REQUIREMENTS: Which lines in the listing below contain the string "woman"? Report each of them in full; case counts.

[Data extracted from a collection]
☆ ☆ ☆ ☆ ☆
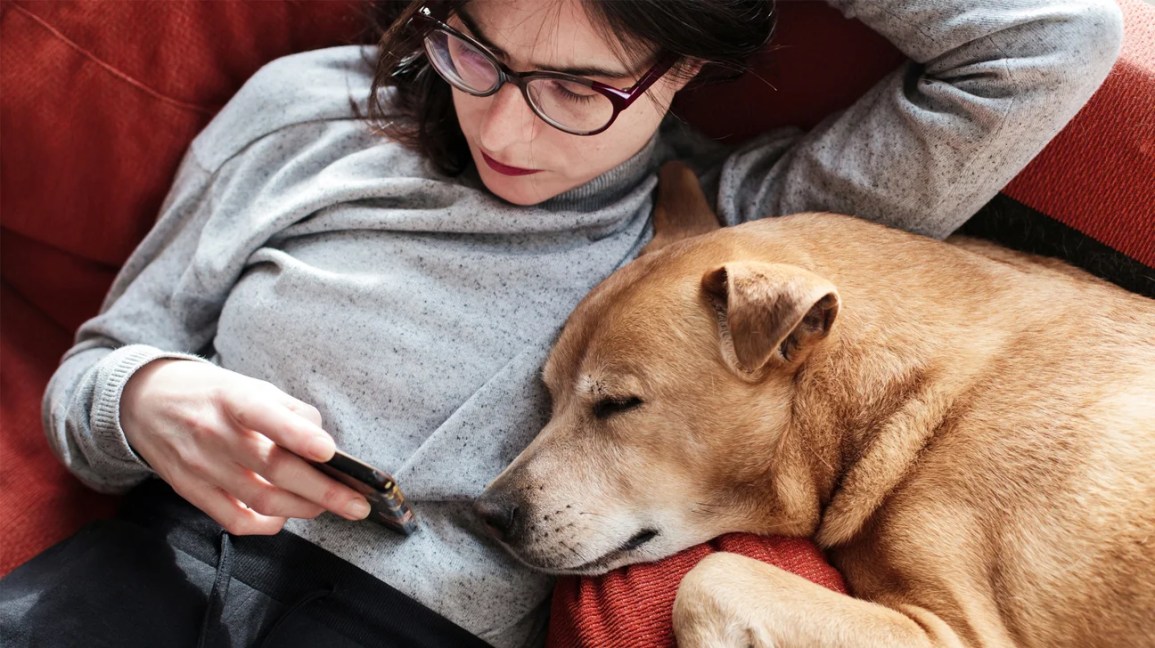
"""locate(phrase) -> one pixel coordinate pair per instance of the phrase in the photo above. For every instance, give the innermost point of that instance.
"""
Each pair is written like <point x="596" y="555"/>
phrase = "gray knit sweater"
<point x="415" y="310"/>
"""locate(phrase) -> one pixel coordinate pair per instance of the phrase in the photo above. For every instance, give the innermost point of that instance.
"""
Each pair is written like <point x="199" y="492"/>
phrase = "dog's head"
<point x="671" y="386"/>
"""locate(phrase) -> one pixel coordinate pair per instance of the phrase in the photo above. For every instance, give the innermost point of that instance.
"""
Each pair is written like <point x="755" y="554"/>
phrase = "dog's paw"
<point x="716" y="608"/>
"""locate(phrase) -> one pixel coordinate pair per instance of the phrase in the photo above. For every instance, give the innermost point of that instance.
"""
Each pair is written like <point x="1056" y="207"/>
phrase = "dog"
<point x="968" y="432"/>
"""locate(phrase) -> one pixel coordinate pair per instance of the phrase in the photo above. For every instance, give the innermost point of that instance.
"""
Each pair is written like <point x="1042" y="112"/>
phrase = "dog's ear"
<point x="769" y="314"/>
<point x="680" y="210"/>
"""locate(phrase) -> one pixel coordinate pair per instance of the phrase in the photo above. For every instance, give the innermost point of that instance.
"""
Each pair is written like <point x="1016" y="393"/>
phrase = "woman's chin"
<point x="523" y="191"/>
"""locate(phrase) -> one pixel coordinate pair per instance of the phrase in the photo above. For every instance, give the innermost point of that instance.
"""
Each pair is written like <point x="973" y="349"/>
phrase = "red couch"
<point x="101" y="99"/>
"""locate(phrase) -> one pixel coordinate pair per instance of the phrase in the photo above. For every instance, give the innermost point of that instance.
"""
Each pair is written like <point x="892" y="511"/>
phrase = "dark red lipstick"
<point x="505" y="169"/>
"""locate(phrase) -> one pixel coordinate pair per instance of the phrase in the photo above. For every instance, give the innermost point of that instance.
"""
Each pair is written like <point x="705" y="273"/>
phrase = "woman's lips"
<point x="505" y="169"/>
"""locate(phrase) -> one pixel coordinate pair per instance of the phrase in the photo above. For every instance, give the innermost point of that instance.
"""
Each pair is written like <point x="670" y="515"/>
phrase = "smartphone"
<point x="387" y="503"/>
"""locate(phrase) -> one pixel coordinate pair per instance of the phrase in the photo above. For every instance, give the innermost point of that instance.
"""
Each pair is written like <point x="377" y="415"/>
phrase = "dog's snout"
<point x="500" y="515"/>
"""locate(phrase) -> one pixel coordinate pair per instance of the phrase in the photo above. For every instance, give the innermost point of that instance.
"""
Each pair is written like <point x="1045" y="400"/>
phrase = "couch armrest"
<point x="1097" y="176"/>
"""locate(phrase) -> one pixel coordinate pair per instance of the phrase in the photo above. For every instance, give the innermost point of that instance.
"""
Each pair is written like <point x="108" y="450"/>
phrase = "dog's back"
<point x="1034" y="386"/>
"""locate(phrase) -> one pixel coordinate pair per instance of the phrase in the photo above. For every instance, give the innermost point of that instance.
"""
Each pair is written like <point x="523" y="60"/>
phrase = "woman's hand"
<point x="232" y="446"/>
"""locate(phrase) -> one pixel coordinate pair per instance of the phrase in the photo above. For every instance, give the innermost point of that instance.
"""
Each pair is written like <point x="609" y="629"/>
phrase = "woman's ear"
<point x="680" y="209"/>
<point x="685" y="71"/>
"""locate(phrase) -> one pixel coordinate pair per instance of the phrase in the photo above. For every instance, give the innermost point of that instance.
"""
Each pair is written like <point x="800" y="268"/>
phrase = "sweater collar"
<point x="609" y="187"/>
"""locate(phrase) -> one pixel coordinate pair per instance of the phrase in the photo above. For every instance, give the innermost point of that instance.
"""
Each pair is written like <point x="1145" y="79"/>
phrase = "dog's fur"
<point x="969" y="433"/>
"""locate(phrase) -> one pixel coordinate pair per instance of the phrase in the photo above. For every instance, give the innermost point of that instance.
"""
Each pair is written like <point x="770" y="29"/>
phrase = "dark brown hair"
<point x="419" y="113"/>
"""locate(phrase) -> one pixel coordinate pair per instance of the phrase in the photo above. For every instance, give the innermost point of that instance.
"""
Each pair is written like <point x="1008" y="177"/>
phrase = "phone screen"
<point x="387" y="503"/>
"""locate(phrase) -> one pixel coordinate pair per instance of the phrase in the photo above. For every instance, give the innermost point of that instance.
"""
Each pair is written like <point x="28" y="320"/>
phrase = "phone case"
<point x="387" y="503"/>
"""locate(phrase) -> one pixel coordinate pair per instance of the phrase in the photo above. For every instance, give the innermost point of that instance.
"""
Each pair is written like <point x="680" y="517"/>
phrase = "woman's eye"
<point x="606" y="408"/>
<point x="573" y="92"/>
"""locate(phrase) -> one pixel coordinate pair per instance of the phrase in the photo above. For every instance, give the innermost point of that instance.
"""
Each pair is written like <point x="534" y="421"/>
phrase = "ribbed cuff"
<point x="113" y="373"/>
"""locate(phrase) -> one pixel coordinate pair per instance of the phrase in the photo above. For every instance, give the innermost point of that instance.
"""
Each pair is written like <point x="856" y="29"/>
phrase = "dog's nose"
<point x="500" y="515"/>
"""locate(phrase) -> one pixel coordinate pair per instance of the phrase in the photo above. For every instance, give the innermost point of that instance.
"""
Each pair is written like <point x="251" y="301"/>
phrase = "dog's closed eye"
<point x="606" y="408"/>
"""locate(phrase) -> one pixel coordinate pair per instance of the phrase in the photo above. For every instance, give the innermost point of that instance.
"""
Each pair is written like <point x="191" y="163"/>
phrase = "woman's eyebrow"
<point x="575" y="71"/>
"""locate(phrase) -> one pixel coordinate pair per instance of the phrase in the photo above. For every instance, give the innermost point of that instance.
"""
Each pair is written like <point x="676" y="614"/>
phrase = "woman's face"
<point x="501" y="129"/>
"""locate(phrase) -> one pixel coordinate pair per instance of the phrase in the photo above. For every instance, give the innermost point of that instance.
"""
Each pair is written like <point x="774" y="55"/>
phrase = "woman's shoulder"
<point x="321" y="87"/>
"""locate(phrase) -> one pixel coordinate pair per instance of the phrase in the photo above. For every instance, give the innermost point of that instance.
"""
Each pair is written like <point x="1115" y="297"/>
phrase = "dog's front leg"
<point x="732" y="601"/>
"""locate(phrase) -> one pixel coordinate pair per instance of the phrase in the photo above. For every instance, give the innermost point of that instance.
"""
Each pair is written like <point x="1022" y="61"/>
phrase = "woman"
<point x="313" y="282"/>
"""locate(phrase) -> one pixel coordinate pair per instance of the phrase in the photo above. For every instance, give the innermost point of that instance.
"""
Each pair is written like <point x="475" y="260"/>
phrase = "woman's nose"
<point x="507" y="120"/>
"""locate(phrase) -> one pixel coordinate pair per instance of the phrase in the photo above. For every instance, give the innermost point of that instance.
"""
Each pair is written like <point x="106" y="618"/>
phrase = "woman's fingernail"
<point x="357" y="509"/>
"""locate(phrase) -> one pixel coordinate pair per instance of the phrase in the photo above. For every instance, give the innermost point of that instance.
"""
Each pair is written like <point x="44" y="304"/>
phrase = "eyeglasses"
<point x="575" y="105"/>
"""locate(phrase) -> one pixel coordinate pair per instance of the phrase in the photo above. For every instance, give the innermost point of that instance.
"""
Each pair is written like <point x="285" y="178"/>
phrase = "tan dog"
<point x="968" y="432"/>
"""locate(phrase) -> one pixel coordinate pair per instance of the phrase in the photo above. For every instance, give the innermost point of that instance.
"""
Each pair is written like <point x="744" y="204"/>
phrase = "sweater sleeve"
<point x="988" y="84"/>
<point x="141" y="320"/>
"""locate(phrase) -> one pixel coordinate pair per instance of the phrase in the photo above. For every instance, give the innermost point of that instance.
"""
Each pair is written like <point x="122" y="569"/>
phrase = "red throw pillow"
<point x="631" y="606"/>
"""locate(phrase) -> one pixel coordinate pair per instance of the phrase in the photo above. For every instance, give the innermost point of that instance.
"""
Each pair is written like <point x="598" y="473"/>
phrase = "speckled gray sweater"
<point x="415" y="310"/>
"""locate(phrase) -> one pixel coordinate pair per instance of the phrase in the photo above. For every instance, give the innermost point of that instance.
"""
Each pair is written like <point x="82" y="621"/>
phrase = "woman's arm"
<point x="986" y="87"/>
<point x="131" y="399"/>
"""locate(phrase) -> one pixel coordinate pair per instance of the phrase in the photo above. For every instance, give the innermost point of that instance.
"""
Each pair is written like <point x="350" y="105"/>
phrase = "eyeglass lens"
<point x="565" y="104"/>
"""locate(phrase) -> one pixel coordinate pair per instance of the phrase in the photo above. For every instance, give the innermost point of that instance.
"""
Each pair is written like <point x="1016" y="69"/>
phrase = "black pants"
<point x="163" y="574"/>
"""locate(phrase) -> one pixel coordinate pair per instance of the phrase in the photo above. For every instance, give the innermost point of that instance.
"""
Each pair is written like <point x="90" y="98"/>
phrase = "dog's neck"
<point x="866" y="404"/>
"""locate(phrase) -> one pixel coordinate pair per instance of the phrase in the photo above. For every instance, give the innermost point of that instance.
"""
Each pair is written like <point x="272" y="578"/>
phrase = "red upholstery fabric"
<point x="102" y="98"/>
<point x="99" y="102"/>
<point x="1098" y="173"/>
<point x="631" y="606"/>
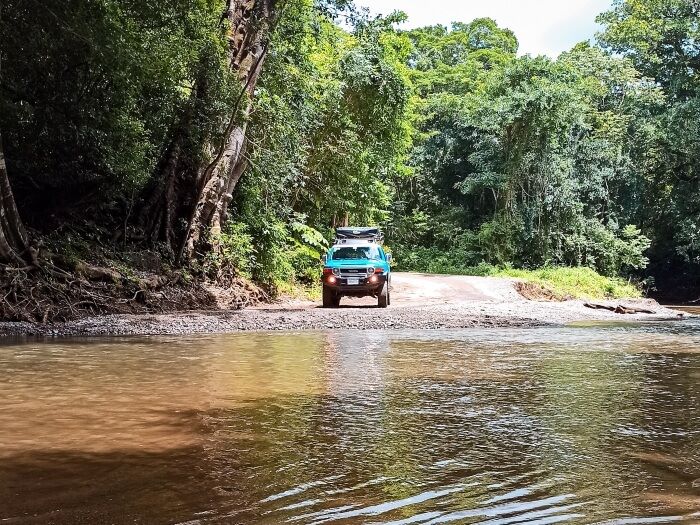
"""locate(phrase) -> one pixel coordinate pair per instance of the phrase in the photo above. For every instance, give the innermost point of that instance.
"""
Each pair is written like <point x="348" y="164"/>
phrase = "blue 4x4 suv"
<point x="356" y="266"/>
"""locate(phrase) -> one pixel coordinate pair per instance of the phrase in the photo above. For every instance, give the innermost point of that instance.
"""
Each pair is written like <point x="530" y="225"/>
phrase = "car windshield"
<point x="356" y="253"/>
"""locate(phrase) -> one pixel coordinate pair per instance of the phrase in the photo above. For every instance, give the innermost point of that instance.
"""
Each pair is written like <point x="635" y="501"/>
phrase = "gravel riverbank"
<point x="307" y="317"/>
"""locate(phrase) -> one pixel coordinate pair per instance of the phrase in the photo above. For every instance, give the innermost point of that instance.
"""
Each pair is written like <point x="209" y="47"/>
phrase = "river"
<point x="587" y="424"/>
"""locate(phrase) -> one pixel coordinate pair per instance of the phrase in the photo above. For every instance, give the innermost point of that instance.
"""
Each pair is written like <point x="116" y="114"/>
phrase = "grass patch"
<point x="304" y="292"/>
<point x="562" y="282"/>
<point x="578" y="283"/>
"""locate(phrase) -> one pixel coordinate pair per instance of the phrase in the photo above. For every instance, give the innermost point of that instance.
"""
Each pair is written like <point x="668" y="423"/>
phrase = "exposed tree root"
<point x="50" y="294"/>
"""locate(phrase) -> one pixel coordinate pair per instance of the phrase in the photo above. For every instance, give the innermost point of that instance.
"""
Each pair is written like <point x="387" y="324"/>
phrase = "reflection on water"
<point x="576" y="425"/>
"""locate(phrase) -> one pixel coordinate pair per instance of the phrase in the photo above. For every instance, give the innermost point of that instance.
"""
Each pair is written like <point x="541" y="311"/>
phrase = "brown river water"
<point x="596" y="424"/>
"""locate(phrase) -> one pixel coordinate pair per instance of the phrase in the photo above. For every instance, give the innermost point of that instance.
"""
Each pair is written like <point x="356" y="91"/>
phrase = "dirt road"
<point x="416" y="289"/>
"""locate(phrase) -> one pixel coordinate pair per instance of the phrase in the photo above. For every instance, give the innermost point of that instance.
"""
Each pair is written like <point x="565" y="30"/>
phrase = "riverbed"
<point x="593" y="423"/>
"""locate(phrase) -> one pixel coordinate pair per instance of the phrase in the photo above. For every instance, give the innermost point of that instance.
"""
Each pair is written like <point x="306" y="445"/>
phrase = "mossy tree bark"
<point x="199" y="195"/>
<point x="250" y="22"/>
<point x="13" y="236"/>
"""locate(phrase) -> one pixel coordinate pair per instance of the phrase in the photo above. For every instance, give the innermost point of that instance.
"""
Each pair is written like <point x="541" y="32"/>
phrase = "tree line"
<point x="238" y="133"/>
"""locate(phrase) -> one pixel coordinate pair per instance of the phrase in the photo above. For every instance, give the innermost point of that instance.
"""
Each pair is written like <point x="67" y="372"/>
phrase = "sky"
<point x="543" y="27"/>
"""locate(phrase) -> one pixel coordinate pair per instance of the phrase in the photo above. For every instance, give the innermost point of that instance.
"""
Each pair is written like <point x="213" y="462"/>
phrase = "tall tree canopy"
<point x="242" y="131"/>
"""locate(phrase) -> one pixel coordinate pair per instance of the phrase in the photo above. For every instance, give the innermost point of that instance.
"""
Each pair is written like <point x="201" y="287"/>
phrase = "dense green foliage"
<point x="467" y="154"/>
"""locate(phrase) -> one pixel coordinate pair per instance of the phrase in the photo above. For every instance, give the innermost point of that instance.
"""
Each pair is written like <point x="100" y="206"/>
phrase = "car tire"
<point x="329" y="298"/>
<point x="383" y="297"/>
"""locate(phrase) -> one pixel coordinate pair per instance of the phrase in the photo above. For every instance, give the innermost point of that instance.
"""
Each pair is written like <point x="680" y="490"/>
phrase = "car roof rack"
<point x="369" y="234"/>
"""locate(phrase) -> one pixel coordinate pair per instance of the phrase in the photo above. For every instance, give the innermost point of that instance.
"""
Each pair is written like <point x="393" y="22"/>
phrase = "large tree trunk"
<point x="250" y="22"/>
<point x="199" y="196"/>
<point x="13" y="236"/>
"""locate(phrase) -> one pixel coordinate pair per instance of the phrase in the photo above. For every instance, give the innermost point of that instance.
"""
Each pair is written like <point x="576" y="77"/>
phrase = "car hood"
<point x="355" y="263"/>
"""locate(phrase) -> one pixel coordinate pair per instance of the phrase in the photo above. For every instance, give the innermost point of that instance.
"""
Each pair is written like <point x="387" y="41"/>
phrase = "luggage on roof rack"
<point x="364" y="234"/>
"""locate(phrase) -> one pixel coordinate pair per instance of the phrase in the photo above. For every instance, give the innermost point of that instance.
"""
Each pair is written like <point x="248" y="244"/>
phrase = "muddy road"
<point x="418" y="301"/>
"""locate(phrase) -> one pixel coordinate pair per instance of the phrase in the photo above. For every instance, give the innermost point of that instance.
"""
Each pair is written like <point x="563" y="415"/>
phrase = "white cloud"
<point x="543" y="27"/>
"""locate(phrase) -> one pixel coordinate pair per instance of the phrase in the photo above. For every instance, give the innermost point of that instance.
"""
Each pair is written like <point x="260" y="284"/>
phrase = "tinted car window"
<point x="356" y="253"/>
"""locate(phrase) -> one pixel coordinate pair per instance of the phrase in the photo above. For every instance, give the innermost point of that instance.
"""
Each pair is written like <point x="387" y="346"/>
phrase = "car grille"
<point x="353" y="272"/>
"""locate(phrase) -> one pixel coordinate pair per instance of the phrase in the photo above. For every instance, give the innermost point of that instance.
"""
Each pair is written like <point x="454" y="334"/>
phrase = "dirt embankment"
☆ ☆ ☆ ☆ ☆
WRITTEN RESPONSE:
phrase = "woman's chin"
phrase = "woman's lips"
phrase = "woman's hand"
phrase = "woman's ear"
phrase = "woman's eye"
phrase = "woman's eyebrow"
phrase = "woman's face"
phrase = "woman's shoulder"
phrase = "woman"
phrase = "woman's nose"
phrase = "woman's fingernail"
phrase = "woman's arm"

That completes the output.